[[ The data, beginning ]]
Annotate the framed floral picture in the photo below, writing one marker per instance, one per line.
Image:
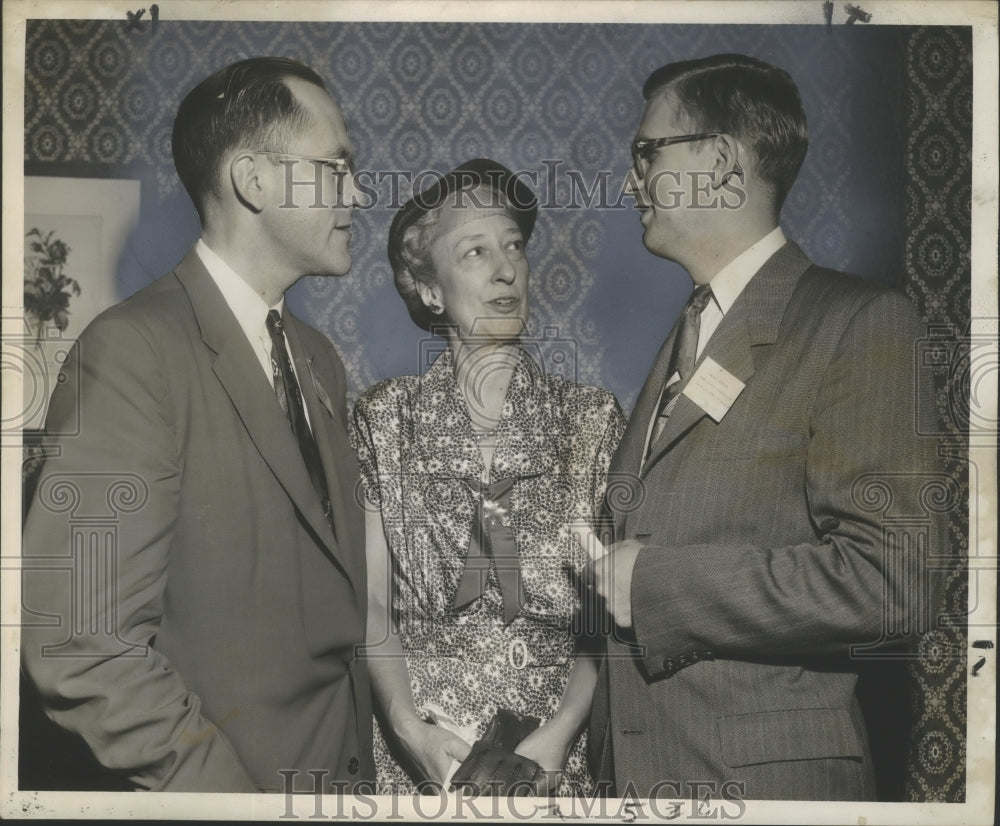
(76, 233)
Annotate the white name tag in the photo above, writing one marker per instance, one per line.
(713, 388)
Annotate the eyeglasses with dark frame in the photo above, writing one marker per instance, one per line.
(340, 166)
(643, 148)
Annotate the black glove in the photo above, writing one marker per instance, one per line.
(492, 768)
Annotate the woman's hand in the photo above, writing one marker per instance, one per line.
(432, 747)
(548, 745)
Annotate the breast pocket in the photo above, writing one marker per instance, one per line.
(792, 734)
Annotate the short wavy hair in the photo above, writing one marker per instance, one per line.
(246, 103)
(748, 99)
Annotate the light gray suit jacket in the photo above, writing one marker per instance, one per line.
(199, 621)
(774, 541)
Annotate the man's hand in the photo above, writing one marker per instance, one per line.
(612, 579)
(433, 748)
(548, 745)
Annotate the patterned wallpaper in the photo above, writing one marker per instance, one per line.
(561, 101)
(884, 192)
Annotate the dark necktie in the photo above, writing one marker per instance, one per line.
(492, 542)
(287, 390)
(682, 358)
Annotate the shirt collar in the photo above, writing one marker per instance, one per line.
(732, 279)
(248, 307)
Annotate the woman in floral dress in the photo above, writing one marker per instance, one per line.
(473, 472)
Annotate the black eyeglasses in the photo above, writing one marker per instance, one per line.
(643, 149)
(339, 166)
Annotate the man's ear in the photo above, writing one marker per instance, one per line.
(428, 293)
(245, 177)
(727, 161)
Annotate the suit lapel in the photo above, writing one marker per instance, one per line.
(330, 435)
(729, 347)
(239, 372)
(752, 322)
(627, 460)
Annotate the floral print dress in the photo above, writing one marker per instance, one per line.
(417, 454)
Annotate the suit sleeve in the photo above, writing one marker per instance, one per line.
(865, 465)
(96, 543)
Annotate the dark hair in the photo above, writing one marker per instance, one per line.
(412, 227)
(247, 103)
(748, 99)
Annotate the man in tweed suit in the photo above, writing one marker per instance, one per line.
(751, 565)
(215, 649)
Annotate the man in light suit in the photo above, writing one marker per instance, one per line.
(202, 637)
(779, 520)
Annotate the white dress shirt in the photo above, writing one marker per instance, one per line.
(249, 308)
(731, 280)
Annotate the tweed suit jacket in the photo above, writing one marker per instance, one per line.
(216, 647)
(767, 557)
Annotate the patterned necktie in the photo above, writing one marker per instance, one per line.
(682, 358)
(287, 390)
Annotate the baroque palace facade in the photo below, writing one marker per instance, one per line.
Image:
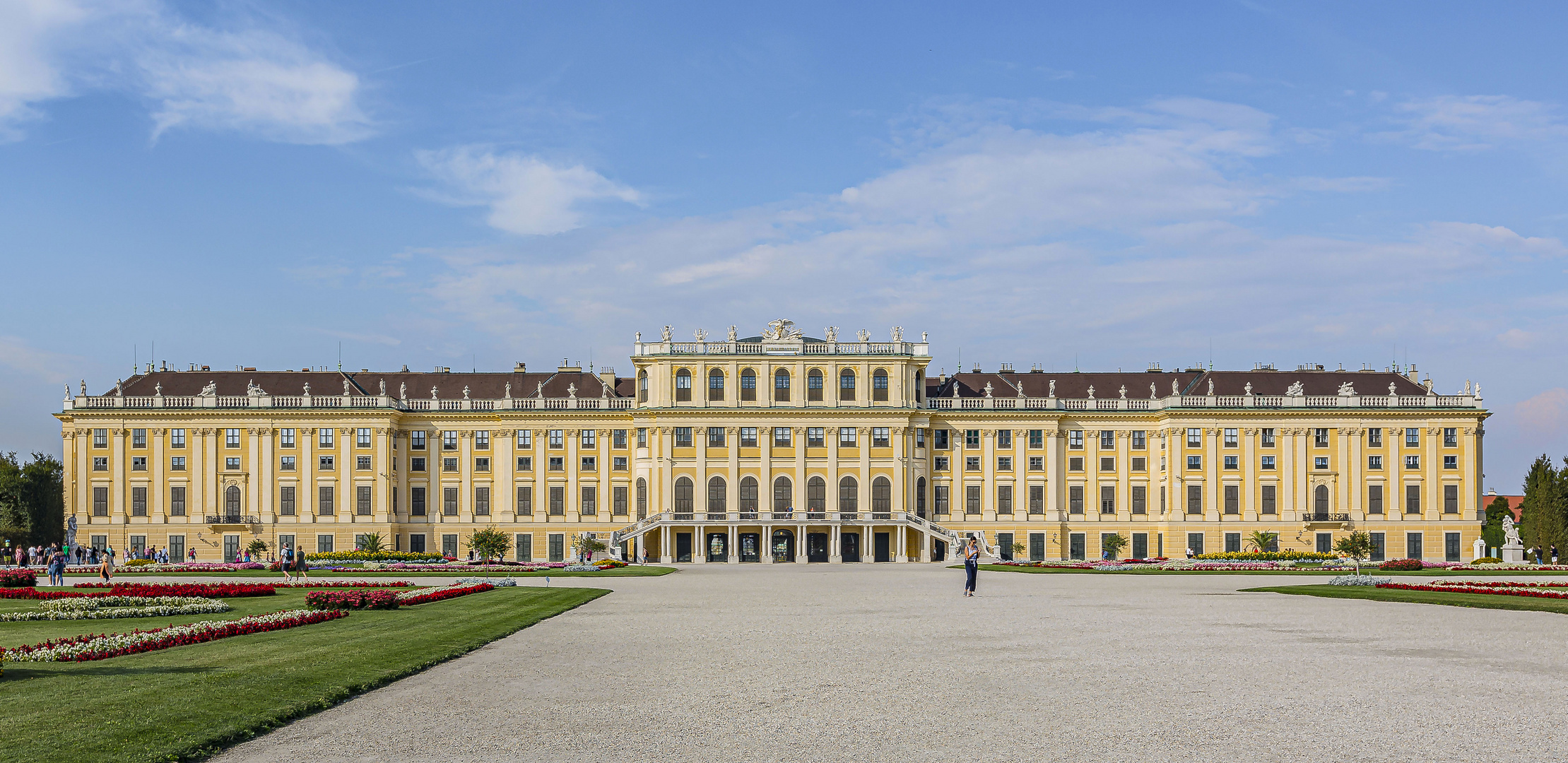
(777, 449)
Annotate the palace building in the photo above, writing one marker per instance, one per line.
(777, 449)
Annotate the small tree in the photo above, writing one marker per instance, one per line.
(1114, 544)
(1355, 545)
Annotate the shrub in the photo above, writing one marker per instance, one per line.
(1402, 564)
(352, 601)
(18, 579)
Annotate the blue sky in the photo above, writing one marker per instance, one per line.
(478, 184)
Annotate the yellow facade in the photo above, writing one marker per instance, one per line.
(777, 449)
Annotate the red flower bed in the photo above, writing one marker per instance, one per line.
(1478, 589)
(18, 579)
(442, 593)
(1401, 564)
(203, 589)
(352, 601)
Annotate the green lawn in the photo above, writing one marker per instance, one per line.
(190, 701)
(1424, 598)
(460, 572)
(1374, 571)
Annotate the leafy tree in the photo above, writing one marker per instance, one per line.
(1114, 544)
(1355, 545)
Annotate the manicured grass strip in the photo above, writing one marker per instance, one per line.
(194, 701)
(1422, 598)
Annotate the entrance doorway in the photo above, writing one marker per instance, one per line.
(815, 548)
(719, 548)
(783, 545)
(850, 545)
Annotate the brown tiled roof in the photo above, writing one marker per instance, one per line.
(449, 386)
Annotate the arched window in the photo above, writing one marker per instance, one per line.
(748, 384)
(748, 495)
(882, 495)
(684, 495)
(849, 494)
(815, 494)
(783, 499)
(683, 386)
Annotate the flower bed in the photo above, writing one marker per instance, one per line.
(18, 579)
(352, 601)
(436, 594)
(81, 649)
(115, 607)
(204, 589)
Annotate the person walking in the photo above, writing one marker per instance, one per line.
(971, 566)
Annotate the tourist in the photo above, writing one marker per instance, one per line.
(971, 566)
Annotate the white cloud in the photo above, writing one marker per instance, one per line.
(526, 195)
(1471, 123)
(245, 77)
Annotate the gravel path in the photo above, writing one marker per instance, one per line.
(868, 663)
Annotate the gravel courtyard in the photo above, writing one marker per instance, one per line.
(886, 661)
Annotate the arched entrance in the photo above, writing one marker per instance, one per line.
(783, 545)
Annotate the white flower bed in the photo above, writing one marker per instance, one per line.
(115, 607)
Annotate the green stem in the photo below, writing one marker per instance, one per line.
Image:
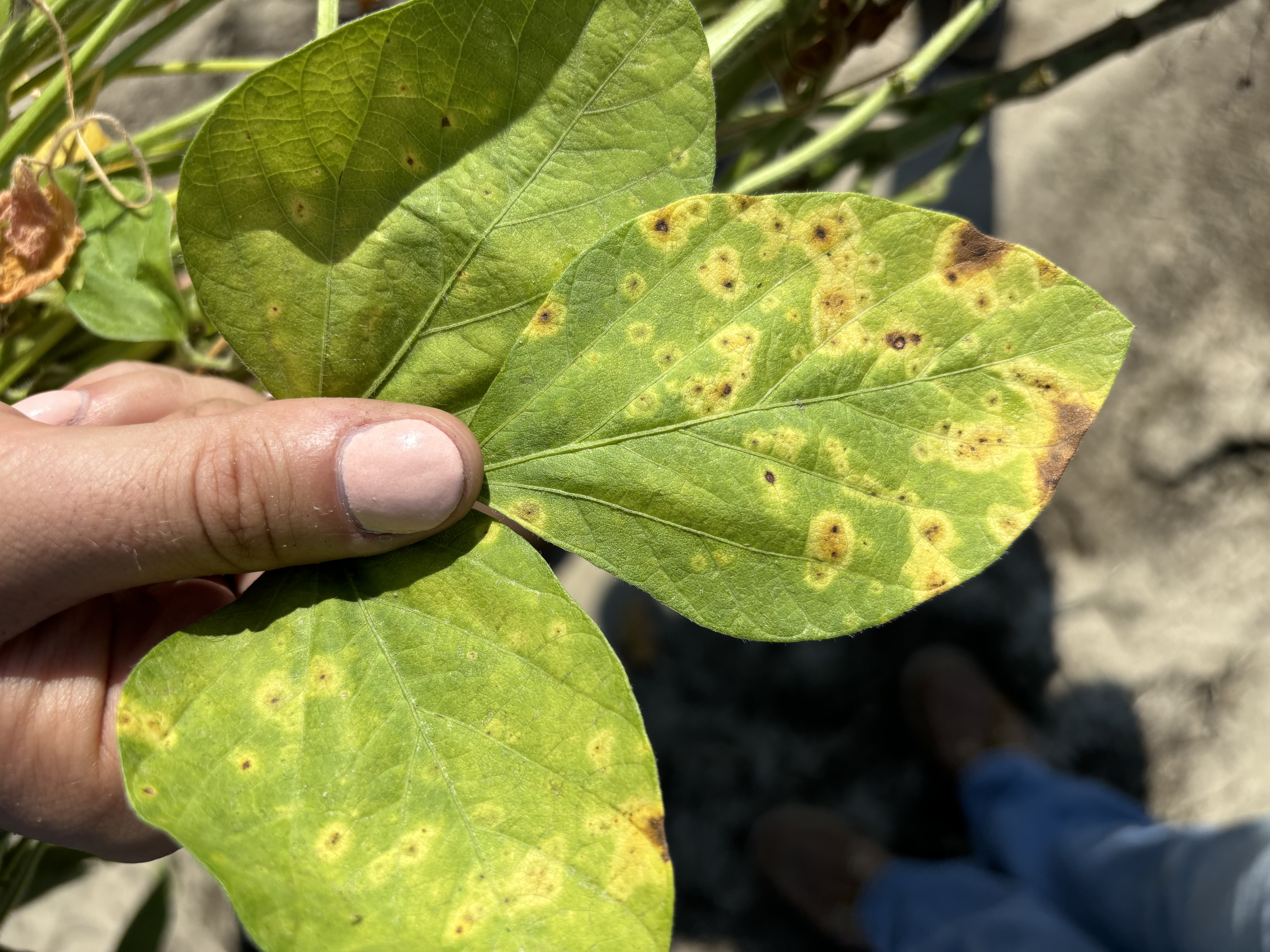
(18, 871)
(205, 66)
(934, 186)
(900, 84)
(51, 98)
(328, 17)
(46, 342)
(729, 34)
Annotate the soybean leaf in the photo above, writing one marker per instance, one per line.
(379, 214)
(121, 284)
(796, 417)
(428, 748)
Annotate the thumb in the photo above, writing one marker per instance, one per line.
(97, 510)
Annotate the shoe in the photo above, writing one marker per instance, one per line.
(818, 864)
(957, 711)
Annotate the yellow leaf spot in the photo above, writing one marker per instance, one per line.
(333, 842)
(670, 228)
(721, 273)
(548, 320)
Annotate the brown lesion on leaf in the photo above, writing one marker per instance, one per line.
(39, 234)
(1070, 423)
(548, 320)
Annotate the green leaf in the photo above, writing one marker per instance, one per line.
(145, 931)
(797, 417)
(120, 284)
(428, 748)
(379, 214)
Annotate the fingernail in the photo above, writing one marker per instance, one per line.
(401, 476)
(58, 408)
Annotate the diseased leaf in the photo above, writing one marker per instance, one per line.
(417, 751)
(39, 234)
(121, 285)
(797, 417)
(379, 214)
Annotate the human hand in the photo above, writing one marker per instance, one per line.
(129, 497)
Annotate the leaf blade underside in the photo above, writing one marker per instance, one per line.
(796, 417)
(428, 748)
(379, 214)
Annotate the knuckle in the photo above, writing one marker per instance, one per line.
(239, 499)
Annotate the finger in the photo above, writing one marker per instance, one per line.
(60, 686)
(96, 510)
(130, 393)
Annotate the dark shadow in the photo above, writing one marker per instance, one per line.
(740, 728)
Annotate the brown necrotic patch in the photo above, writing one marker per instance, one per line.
(721, 273)
(548, 320)
(670, 228)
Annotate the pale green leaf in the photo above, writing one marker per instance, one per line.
(417, 751)
(121, 284)
(796, 417)
(379, 214)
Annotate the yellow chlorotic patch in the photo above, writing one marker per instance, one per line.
(737, 342)
(784, 442)
(152, 728)
(275, 695)
(646, 404)
(333, 842)
(247, 763)
(976, 447)
(935, 529)
(721, 273)
(600, 749)
(326, 677)
(667, 356)
(548, 320)
(1005, 522)
(641, 856)
(537, 883)
(634, 286)
(820, 229)
(670, 228)
(528, 512)
(639, 333)
(773, 223)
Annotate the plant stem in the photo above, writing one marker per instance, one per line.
(51, 98)
(185, 69)
(46, 342)
(328, 17)
(729, 34)
(900, 84)
(18, 870)
(164, 131)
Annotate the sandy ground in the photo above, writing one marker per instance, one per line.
(1149, 178)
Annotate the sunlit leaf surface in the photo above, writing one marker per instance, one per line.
(379, 214)
(796, 417)
(428, 749)
(121, 284)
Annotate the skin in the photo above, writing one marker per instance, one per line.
(130, 525)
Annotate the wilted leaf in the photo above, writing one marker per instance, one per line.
(121, 285)
(379, 214)
(417, 751)
(39, 234)
(797, 417)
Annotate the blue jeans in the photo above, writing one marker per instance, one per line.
(1067, 865)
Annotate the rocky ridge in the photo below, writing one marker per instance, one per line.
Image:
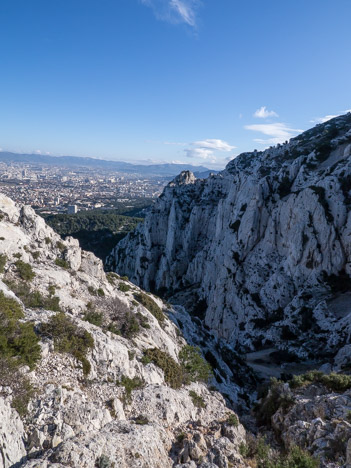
(113, 406)
(260, 253)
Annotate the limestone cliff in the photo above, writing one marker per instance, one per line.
(260, 252)
(93, 373)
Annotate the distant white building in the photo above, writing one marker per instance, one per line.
(72, 209)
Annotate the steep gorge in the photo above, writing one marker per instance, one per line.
(261, 252)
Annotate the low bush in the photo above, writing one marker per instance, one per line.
(60, 246)
(173, 372)
(151, 305)
(196, 368)
(24, 270)
(17, 339)
(275, 398)
(197, 400)
(94, 317)
(141, 420)
(21, 387)
(33, 299)
(62, 263)
(69, 338)
(3, 260)
(260, 455)
(124, 287)
(232, 420)
(130, 385)
(333, 381)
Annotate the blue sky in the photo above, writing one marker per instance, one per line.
(169, 80)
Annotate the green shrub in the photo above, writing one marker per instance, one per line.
(62, 263)
(60, 246)
(151, 305)
(232, 420)
(35, 255)
(96, 292)
(111, 277)
(69, 338)
(21, 387)
(333, 381)
(34, 299)
(173, 372)
(24, 270)
(103, 462)
(276, 398)
(3, 260)
(130, 327)
(197, 400)
(17, 339)
(141, 420)
(130, 385)
(96, 318)
(195, 367)
(124, 287)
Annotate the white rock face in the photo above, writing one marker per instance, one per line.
(90, 420)
(12, 435)
(253, 250)
(318, 419)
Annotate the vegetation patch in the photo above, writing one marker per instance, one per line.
(333, 381)
(33, 299)
(232, 420)
(130, 385)
(258, 453)
(124, 287)
(3, 260)
(94, 317)
(17, 340)
(173, 372)
(69, 338)
(151, 305)
(197, 399)
(195, 367)
(62, 263)
(21, 387)
(276, 397)
(24, 270)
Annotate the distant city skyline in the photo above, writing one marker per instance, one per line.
(161, 81)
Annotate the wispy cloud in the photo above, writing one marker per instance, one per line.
(329, 117)
(175, 11)
(279, 132)
(264, 113)
(206, 149)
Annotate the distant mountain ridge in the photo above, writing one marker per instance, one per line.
(165, 170)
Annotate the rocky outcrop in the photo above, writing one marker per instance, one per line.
(318, 419)
(261, 252)
(114, 406)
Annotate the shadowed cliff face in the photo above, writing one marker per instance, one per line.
(261, 251)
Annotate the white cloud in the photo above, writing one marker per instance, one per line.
(329, 117)
(214, 144)
(264, 113)
(175, 11)
(206, 149)
(279, 132)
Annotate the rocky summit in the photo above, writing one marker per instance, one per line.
(93, 373)
(245, 277)
(260, 252)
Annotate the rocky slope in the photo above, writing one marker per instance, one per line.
(105, 382)
(261, 252)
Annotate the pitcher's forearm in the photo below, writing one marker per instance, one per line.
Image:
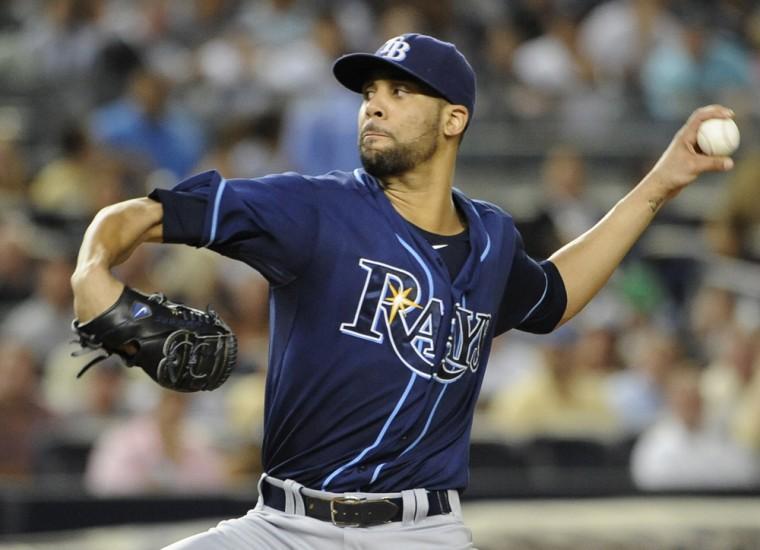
(109, 240)
(587, 263)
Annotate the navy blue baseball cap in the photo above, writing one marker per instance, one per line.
(435, 63)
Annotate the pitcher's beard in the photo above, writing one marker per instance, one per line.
(401, 158)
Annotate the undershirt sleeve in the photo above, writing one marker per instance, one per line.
(183, 216)
(535, 297)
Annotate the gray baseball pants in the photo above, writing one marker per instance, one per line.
(268, 528)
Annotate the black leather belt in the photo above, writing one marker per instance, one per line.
(349, 511)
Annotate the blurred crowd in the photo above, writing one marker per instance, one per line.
(104, 100)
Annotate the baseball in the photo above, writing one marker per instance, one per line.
(718, 137)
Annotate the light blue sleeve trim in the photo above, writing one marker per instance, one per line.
(215, 215)
(541, 299)
(488, 248)
(379, 438)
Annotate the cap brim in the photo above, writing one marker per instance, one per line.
(353, 70)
[[ The data, end ]]
**Exercise objective:** Select all lines with the word "below" from the entries above.

**Solution to this problem:**
Annotate the framed floral picture in the photo below, writing one marker per instance, one per line.
Annotate the baroque palace facade in the photo below, writing one marker per instance, one per line.
Annotate the green stem in the photo below, writing one marker per instance, one per line.
Annotate the rocky ridge in the photo below, writing one marker per instance, one per line.
Annotate the pitcher's forearm in the photo below, writing one marker per instance, one per line.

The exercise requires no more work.